# Where to emigrate?



## Andy-Vicki (Feb 8, 2014)

My partner and I have decided we want to relocate from Cornwall to Southern Spain, although we are struggling to decide on a suitable area.

I have horses and would ideally want a property able to accommodate them but do not want to be isolated so a more suburban property close to an area with stables for livery would be best. We would ideally be no more than 30 minutes from the coast and although we are happy to immerse ourselves in Spanish life, an existing British/expat community would be an advantage. 

We are a young couple and although looking forward to a different pace of life are keen to be close to a lively community. 

We have roughly €150000 as a budget.

Any suggestions?


----------



## 90199 (Mar 21, 2010)

I think that your question will be almost impossible to answer on a forum, perhaps the best way would be to go and have a look in both the heights of winter and summer. The horses make this difficult, but I would suggest that at first you rent.

I hope this helps,

Good luck with your venture, Hepa


----------



## zx10r-Al (Apr 8, 2013)

I agree with Hepa. We thought we knew where we wanted to buy, but after lots of trips, touring around, staying in different places, we eventually decided on an area hundreds of miles away from where we started looking.


----------



## Megsmum (Sep 9, 2012)

zx10r-Al said:


> I agree with Hepa. We thought we knew where we wanted to buy, but after lots of trips, touring around, staying in different places, we eventually decided on an area hundreds of miles away from where we started looking.

**Challenge a**
Identify each line in the records below that contains the string "baseball", matching case exactly, and copy those lines.

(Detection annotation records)
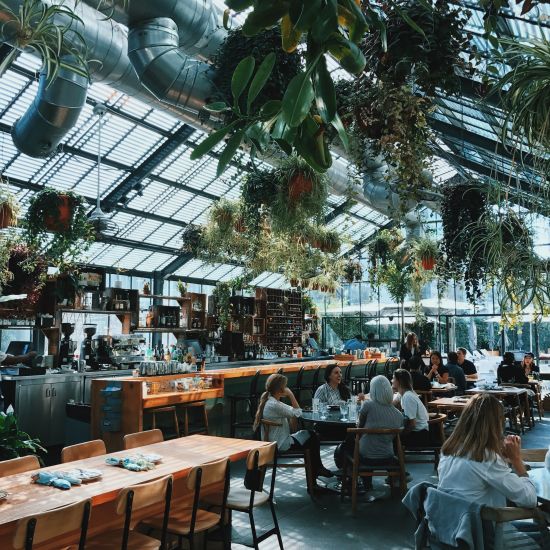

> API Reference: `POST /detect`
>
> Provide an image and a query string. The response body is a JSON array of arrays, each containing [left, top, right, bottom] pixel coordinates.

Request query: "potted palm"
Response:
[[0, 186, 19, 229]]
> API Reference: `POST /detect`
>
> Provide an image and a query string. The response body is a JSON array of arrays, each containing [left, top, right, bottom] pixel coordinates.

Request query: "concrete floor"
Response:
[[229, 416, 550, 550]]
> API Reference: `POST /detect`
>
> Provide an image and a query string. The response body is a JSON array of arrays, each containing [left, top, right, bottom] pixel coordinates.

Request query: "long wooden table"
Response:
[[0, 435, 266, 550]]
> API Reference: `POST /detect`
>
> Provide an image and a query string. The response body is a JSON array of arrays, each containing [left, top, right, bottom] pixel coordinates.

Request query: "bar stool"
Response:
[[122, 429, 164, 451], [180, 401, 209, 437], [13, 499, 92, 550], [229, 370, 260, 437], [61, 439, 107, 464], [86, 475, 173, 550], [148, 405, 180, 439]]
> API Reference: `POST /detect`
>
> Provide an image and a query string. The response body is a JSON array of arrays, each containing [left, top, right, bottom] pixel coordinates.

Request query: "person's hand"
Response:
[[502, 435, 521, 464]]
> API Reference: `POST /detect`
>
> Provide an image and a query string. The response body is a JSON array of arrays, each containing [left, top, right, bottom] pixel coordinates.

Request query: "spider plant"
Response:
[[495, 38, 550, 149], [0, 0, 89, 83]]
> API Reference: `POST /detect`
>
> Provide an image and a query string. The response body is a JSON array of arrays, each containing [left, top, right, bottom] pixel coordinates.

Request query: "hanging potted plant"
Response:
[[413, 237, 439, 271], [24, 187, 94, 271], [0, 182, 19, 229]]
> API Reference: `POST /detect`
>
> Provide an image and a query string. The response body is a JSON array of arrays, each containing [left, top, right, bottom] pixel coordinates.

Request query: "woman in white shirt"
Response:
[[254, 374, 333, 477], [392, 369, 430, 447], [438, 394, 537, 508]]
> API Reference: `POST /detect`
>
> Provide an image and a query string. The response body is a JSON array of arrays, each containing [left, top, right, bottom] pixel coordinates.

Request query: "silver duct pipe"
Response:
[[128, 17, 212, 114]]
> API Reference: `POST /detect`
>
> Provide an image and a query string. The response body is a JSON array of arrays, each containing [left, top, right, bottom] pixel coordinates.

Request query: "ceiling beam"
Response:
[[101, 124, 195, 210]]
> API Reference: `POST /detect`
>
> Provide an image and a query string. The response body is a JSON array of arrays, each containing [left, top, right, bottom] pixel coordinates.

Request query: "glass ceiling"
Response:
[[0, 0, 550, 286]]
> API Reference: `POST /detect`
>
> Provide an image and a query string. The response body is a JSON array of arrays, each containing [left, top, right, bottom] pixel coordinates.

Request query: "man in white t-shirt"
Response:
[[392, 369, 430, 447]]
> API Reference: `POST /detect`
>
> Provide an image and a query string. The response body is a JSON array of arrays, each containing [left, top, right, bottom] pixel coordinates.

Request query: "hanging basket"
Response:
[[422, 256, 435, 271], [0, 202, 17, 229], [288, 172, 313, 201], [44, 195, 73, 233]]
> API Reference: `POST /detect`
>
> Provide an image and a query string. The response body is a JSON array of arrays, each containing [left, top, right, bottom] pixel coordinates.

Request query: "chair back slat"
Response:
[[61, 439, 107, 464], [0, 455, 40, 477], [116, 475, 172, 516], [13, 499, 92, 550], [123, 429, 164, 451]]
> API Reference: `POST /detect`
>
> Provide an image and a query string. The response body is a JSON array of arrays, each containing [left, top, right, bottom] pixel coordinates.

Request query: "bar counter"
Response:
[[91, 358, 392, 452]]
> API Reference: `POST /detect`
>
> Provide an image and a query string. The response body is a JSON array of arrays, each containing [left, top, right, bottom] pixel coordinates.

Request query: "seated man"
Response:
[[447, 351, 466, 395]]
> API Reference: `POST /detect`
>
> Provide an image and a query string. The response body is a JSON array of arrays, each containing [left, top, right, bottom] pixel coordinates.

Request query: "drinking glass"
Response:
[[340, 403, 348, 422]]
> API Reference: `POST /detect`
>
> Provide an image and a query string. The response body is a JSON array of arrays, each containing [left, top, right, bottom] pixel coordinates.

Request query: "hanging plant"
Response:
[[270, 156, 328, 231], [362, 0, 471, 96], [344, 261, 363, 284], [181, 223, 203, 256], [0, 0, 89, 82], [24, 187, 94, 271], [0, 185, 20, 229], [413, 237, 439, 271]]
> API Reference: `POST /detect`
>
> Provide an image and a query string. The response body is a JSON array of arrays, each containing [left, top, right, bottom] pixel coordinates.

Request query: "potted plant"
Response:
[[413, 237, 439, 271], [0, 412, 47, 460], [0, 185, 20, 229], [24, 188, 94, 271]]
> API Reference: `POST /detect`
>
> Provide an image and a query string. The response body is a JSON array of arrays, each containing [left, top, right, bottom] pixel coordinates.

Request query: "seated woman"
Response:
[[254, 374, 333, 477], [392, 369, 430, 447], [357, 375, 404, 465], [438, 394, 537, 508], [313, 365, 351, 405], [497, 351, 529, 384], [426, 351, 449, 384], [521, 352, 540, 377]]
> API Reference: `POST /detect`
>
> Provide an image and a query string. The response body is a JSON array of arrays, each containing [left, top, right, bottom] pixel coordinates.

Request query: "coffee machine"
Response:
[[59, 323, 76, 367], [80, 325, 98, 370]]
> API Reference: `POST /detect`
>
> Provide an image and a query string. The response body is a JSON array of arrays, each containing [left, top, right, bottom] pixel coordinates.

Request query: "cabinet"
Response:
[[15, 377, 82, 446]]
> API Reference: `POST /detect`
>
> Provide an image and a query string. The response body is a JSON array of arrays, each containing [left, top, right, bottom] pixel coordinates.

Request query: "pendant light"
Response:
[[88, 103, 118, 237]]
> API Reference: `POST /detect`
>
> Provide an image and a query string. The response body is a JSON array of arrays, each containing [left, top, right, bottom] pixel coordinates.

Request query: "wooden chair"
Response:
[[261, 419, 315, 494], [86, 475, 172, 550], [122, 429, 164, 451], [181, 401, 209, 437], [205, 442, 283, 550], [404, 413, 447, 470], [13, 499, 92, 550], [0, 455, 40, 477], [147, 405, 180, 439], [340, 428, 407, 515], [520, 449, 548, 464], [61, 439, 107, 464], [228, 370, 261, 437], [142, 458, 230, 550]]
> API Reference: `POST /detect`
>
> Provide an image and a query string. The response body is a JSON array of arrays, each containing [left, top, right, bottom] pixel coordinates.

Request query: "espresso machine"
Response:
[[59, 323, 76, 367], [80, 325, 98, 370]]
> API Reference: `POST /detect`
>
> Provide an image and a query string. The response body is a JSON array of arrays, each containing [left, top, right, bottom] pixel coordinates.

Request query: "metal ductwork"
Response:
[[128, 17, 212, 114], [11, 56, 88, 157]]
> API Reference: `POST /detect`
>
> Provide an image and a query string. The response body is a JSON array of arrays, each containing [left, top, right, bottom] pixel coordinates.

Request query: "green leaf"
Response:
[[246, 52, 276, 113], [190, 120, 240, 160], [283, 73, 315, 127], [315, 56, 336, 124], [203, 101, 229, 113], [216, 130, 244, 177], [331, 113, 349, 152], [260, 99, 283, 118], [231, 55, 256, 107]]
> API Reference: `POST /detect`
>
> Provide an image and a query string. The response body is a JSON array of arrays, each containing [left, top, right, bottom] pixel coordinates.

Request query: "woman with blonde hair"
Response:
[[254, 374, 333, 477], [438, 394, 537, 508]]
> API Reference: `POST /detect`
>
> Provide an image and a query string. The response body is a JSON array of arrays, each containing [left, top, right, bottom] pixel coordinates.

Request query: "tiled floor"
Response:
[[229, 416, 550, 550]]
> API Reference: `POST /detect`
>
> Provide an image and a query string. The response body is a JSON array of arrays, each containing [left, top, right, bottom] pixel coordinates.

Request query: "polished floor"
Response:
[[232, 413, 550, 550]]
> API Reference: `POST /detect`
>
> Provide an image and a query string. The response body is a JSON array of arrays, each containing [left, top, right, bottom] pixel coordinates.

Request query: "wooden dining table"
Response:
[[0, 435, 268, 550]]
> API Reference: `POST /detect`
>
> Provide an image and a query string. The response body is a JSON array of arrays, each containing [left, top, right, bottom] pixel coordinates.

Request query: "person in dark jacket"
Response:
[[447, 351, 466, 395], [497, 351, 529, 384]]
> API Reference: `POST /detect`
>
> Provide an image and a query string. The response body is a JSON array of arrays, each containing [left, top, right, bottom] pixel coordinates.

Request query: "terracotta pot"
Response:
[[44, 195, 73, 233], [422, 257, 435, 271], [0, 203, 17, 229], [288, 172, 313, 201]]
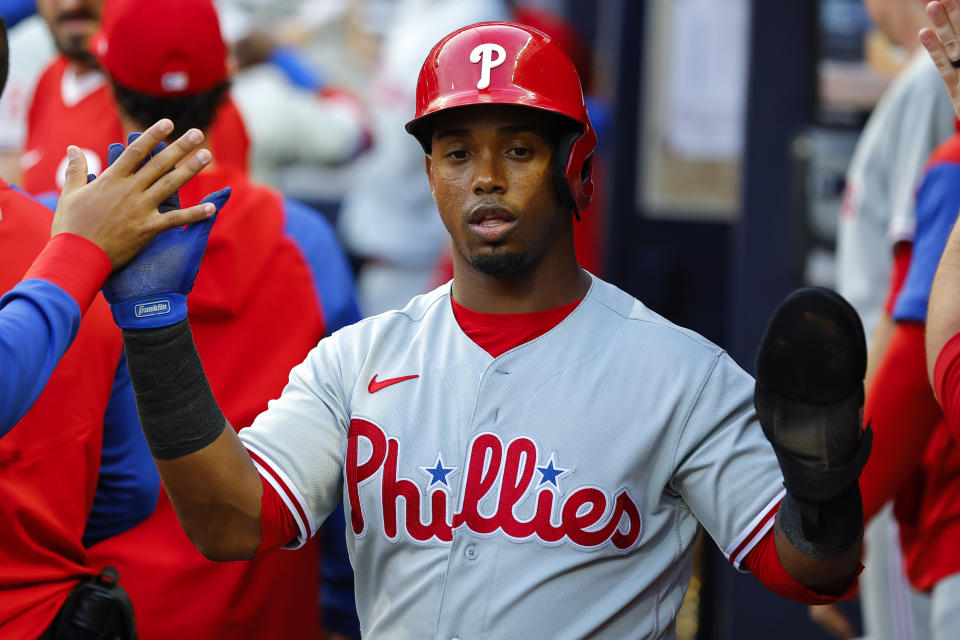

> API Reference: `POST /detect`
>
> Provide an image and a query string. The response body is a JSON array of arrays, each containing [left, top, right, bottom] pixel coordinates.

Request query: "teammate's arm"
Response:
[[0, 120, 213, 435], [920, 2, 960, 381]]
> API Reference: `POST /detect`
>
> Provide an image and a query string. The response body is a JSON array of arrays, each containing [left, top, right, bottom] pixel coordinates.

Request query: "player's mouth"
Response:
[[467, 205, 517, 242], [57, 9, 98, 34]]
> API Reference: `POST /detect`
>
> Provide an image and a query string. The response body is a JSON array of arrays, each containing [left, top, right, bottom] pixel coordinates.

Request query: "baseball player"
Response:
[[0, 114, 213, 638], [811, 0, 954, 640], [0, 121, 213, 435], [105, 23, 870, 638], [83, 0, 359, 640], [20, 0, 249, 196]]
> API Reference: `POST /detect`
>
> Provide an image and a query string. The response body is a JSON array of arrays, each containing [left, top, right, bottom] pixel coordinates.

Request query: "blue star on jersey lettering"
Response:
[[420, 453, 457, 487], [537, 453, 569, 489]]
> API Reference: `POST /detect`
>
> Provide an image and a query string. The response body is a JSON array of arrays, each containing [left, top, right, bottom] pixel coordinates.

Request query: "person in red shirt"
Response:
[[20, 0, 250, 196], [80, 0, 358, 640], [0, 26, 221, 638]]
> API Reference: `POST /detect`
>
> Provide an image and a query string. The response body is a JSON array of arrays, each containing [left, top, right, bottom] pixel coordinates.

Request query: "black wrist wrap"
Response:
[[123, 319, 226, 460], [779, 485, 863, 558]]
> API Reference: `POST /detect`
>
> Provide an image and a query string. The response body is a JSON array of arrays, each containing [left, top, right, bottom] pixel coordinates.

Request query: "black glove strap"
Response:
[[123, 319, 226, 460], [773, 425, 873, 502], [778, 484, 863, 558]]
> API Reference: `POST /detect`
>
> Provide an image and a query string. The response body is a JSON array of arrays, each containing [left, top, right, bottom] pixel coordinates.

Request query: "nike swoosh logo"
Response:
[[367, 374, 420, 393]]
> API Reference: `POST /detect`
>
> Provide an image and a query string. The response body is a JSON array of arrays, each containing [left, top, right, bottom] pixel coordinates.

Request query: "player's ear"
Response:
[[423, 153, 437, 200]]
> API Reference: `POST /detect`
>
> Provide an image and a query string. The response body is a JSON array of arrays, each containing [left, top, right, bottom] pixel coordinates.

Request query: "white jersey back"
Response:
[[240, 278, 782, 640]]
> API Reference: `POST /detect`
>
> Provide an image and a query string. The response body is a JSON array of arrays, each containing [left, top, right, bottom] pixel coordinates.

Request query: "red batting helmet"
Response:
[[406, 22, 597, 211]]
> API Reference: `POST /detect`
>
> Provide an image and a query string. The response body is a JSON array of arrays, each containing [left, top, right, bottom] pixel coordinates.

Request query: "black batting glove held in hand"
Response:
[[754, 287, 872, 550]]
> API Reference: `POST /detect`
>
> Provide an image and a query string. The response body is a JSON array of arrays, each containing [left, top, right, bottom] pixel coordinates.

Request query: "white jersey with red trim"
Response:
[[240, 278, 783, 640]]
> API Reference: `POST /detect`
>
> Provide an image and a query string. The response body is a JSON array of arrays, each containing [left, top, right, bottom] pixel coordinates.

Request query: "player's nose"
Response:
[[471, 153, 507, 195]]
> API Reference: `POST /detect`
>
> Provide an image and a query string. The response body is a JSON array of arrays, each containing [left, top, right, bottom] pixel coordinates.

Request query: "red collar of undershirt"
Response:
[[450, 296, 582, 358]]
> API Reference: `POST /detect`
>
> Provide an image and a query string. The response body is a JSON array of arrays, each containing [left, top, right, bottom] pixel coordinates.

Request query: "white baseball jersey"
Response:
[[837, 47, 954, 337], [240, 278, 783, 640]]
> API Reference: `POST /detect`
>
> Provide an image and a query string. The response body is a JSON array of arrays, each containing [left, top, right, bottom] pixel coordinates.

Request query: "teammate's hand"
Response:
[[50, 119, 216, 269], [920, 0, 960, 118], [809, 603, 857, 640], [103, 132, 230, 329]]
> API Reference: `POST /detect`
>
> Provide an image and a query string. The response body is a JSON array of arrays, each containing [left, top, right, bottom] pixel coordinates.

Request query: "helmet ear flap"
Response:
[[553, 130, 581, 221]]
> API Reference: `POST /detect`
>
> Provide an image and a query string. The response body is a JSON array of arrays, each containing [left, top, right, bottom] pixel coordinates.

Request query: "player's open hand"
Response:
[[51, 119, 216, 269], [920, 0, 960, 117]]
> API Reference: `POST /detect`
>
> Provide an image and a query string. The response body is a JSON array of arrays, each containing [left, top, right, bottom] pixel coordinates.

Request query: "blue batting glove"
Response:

**Challenge b**
Pick up the forum thread above about emigrating from Cornwall to Southern Spain and continue it from its last line.

**Exercise answer a**
Request query: "baseball player"
Request query: "white baseball jersey"

**Exercise answer b**
Same here we started in the Alpurajjas Mountains, and are now moving, in 10 days to Extremadura, who knows after actually living there for a few months we could end up somewhere else

:rockon:


----------



## Jumar (Mar 14, 2012)

You certainly need to come and find a suitable place for both you and the horses. In this region (Murcia) and the neighbouring regions it is so dry that you would have to feed hay all year round as there is hardly any grass. So an area that has at least some fields may be more suitable for you. There are many horses in Spain so it may be possible to contact a riding stable for advice on feeding and farriers, large animal vets etc. and the best areas to access them.


----------



## ccm47 (Oct 15, 2013)

I understand your decision particularly given the current Uk weather but I echo Jaws101. Southern Spain is no UK equine's paradise. I brought my horses to Murcia but they only stayed 5 months as hay was not available at my livery yard, they used a type of straw for fibre instead. The hard food was unidentifiable as to its components.Grass does not grow in many parts unless it is watered each day. Hence the straw fed throughout the year and us walking down to the rambla beds for a mouthful of grass whenever we could.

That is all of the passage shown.